Extract to read Block Start
Reese Witherspoon conquers self-doubt in “Wild”

This week at M.V. Film Center and Entertainment Cinemas.

Photo by Anne Marie Fox

With a Golden Globe nomination and multiple regional wins under her belt, Reese Witherspoon strips away her movie-star image to hike the Pacific Crest Trail in “Wild.” Already playing at Edgartown’s Entertainment Cinemas, “Wild”opens at the Martha’s Vineyard Film Center on Friday, Jan. 9.

Like “Tracks,”the story of a woman who crosses the Australian desert with four camels and a dog; “Into the Wild,”where a college grad hitchhikes to Alaska to live in the wild; and “All Is Lost,” about a shipwrecked sailor’s struggle to survive alone, the appeal of “Wild” comes from the challenge an individual faces to survive on her own in the wilderness. Adapted by Nick Hornby from Cheryl Strayed’s popular 2012 memoir of the same title, “Wild” follows the trek of a young woman grieving the loss of her mother, Bobbi, played by Laura Dern. Cheryl travels from the Mojave Desert near the Mexican border to Washington State.
Extract to read Block End
Set of tasks:
#1 According to the film review, what does the appeal of "Wild" come from?
#2 Reproduce everything in the film review from "With a Golden" down to "Friday, Jan. 9.".
Source material Block Start
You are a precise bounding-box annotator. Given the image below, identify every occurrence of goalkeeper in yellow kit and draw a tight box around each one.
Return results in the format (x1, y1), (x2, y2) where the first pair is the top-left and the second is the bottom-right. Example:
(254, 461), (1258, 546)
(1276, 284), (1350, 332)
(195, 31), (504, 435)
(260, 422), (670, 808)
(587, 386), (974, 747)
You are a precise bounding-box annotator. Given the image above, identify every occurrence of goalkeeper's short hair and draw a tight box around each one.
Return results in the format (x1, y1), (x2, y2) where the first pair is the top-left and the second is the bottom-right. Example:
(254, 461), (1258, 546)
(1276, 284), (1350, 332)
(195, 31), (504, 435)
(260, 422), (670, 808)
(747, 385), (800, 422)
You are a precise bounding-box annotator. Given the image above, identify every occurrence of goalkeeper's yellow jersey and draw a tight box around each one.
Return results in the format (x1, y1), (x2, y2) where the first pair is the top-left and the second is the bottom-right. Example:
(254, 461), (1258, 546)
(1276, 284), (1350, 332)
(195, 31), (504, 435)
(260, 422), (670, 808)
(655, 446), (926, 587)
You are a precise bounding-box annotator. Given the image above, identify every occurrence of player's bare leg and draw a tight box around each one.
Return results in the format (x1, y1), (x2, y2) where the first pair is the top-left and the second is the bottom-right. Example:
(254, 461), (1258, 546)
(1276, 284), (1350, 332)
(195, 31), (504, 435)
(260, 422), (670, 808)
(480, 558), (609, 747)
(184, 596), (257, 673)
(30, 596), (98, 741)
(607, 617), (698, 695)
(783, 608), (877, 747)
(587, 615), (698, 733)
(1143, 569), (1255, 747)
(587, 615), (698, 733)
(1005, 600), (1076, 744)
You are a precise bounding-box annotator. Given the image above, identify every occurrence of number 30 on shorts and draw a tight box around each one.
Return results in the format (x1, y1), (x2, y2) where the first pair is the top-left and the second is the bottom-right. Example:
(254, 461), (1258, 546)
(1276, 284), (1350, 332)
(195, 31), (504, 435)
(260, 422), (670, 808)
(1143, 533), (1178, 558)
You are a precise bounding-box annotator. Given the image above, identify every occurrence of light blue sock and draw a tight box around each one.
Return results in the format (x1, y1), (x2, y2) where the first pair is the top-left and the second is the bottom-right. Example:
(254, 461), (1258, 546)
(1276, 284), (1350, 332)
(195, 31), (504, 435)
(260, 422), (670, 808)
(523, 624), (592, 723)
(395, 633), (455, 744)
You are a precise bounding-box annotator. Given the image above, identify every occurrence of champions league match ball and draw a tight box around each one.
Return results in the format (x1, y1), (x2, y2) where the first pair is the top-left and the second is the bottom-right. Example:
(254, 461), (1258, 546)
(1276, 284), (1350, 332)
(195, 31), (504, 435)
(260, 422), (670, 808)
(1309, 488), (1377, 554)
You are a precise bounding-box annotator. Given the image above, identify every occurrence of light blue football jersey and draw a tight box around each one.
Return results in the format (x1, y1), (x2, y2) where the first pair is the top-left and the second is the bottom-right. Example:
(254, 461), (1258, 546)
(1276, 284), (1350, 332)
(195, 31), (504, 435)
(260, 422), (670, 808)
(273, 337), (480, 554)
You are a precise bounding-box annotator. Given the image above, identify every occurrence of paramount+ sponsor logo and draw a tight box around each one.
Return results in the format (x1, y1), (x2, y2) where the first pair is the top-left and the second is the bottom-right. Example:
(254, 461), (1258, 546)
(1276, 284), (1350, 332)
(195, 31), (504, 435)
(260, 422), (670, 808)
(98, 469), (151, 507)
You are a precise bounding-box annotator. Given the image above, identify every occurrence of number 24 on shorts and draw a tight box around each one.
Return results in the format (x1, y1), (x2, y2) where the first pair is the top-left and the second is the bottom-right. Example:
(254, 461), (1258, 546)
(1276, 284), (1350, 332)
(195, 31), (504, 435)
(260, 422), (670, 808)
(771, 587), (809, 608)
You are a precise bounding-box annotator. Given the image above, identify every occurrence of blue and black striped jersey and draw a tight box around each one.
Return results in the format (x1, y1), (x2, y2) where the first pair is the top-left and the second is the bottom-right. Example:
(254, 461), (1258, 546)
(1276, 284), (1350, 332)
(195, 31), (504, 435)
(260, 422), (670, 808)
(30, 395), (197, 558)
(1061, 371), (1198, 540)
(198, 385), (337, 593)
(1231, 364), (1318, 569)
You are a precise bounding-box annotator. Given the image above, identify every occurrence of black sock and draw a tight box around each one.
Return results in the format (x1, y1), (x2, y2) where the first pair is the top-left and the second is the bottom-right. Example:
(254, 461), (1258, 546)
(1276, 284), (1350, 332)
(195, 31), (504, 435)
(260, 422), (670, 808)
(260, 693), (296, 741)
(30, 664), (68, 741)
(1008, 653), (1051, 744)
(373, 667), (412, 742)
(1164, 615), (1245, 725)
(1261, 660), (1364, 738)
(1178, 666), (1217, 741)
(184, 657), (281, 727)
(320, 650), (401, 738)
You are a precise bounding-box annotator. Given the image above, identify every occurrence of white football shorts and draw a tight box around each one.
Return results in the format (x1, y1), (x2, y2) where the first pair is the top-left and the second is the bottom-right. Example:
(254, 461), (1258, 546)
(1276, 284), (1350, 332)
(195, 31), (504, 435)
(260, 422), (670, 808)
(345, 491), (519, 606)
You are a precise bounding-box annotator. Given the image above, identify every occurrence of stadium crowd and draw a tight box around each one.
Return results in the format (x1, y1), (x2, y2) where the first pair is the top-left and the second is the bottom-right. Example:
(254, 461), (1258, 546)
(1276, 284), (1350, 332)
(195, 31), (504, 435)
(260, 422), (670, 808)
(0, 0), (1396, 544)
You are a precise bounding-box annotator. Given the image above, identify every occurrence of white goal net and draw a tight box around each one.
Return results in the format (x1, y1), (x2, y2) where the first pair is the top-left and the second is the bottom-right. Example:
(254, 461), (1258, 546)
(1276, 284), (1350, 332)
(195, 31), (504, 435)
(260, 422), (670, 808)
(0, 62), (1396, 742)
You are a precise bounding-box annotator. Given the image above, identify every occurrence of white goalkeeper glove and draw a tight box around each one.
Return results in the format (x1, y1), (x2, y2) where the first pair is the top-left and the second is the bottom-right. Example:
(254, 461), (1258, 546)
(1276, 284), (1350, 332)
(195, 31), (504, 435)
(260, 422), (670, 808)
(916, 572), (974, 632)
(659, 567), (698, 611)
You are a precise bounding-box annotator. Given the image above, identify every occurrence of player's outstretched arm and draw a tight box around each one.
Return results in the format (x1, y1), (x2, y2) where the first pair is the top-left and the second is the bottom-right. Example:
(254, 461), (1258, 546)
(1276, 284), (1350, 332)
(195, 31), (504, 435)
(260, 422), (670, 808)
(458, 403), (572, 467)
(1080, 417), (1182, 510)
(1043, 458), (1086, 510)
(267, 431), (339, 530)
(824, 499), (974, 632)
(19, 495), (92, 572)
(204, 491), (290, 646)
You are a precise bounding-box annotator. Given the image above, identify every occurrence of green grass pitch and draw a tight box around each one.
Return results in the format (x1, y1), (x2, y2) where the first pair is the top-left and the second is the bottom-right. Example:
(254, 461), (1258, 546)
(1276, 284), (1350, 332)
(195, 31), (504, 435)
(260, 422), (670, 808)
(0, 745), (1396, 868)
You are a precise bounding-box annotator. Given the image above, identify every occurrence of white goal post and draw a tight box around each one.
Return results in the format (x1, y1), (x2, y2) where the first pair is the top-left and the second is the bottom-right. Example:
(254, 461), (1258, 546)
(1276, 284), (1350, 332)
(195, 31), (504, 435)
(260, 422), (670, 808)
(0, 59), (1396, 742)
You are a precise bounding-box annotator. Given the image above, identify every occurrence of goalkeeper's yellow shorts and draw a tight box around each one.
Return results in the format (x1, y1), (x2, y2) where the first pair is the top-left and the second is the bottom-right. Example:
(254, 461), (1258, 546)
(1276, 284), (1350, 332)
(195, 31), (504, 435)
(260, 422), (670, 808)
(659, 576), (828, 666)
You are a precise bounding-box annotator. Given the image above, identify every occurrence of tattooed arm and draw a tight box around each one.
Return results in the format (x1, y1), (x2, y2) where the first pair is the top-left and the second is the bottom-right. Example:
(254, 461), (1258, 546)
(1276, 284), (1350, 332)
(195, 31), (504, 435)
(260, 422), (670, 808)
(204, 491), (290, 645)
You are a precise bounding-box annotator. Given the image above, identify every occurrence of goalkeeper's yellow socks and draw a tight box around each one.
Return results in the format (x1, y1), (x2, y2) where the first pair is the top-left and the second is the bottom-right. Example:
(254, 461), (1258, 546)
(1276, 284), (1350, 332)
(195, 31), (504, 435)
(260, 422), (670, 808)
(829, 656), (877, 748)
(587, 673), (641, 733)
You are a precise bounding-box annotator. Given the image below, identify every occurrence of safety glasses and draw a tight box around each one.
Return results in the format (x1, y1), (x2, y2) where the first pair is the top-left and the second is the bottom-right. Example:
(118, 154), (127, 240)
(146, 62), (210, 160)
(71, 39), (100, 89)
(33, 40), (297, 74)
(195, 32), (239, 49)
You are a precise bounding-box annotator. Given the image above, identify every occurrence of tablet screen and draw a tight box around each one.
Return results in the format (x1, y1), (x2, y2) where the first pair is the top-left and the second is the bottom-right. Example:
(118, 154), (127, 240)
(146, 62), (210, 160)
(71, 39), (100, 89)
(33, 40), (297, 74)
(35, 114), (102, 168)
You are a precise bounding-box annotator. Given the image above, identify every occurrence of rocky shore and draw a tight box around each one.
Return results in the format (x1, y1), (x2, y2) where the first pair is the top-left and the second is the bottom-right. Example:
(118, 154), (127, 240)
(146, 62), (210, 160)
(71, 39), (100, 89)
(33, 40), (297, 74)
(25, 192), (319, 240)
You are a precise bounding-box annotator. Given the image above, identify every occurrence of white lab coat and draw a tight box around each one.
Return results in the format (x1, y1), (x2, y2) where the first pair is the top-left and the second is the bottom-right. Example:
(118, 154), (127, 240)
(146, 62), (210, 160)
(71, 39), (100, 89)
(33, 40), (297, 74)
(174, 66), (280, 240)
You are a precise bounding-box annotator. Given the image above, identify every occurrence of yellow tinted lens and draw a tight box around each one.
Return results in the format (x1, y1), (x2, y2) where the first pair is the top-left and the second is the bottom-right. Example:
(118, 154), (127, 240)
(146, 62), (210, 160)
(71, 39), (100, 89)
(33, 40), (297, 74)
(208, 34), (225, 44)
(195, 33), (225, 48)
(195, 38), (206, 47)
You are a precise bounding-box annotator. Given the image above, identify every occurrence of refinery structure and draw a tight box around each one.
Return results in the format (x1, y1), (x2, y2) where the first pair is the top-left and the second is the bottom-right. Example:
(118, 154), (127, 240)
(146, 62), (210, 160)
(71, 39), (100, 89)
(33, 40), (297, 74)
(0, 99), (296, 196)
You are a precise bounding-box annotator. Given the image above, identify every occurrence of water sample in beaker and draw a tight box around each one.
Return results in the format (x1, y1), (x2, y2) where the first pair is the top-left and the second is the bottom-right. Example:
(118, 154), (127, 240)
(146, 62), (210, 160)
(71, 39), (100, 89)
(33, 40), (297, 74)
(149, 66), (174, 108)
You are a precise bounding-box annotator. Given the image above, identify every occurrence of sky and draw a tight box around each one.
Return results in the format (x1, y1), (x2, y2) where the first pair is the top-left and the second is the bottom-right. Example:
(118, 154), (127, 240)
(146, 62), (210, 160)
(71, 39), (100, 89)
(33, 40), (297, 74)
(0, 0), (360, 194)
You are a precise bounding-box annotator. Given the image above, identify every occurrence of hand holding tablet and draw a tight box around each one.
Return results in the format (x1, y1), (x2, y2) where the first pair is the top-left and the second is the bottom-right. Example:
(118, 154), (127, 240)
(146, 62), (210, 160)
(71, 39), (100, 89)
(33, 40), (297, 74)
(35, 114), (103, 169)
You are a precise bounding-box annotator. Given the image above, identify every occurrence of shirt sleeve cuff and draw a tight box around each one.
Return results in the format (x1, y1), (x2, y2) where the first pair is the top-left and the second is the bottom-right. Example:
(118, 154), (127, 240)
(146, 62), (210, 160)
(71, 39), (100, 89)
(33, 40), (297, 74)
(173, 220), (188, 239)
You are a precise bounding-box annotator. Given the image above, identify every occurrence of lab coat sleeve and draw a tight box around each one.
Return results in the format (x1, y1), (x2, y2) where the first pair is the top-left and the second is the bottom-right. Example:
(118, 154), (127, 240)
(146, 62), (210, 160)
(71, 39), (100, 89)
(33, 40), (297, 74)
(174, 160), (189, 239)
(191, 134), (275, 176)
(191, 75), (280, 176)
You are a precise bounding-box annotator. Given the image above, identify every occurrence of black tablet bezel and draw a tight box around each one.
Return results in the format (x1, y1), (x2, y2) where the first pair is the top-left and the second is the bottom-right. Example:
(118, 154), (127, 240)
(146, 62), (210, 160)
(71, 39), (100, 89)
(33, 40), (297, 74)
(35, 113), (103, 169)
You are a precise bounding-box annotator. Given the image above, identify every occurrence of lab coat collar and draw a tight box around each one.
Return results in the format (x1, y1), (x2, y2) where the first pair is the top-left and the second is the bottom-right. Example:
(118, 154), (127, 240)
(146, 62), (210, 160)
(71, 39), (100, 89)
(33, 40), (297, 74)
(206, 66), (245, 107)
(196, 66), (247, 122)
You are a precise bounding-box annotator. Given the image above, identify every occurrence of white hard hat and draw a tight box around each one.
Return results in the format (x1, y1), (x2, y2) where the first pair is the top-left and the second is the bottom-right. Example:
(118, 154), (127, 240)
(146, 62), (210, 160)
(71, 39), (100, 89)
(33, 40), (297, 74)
Source material Block End
Results of the tasks:
#1 The review says the appeal of "Wild" comes from the challenge an individual faces to survive on her own in the wilderness. That is the same appeal it finds in "Tracks," "Into the Wild," and "All Is Lost."

#2
With a Golden Globe nomination and multiple regional wins under her belt, Reese Witherspoon strips away her movie-star image to hike the Pacific Crest Trail in “Wild.” Already playing at Edgartown’s Entertainment Cinemas, “Wild”opens at the Martha’s Vineyard Film Center on Friday, Jan. 9.